• Stored rows:
--

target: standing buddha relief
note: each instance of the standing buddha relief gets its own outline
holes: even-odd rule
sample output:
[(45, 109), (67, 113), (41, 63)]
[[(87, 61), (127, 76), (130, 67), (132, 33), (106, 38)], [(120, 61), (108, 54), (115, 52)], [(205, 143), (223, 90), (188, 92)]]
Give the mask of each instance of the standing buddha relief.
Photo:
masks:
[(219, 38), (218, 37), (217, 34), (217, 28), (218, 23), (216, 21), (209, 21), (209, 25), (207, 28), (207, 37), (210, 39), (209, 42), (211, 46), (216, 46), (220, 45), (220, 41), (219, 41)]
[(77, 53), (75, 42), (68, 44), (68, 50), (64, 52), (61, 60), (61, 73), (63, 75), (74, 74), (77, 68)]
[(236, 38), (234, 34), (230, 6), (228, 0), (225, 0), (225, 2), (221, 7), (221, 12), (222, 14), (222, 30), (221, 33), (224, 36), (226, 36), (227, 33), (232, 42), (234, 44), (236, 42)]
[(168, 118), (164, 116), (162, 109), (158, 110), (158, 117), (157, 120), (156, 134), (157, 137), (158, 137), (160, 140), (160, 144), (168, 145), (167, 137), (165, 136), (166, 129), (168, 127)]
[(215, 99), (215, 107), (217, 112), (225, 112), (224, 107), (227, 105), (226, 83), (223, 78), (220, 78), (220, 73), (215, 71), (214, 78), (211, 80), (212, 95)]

--

• Problem to work on: Rewrite the entries from the beginning through the line containing "[(45, 109), (67, 113), (41, 63)]", changing "relief" to "carving" and leaving everything else the same.

• Task solution:
target: standing buddha carving
note: each instance of the standing buddha carving gets its own outline
holes: even-odd rule
sample output:
[(45, 109), (67, 113), (41, 63)]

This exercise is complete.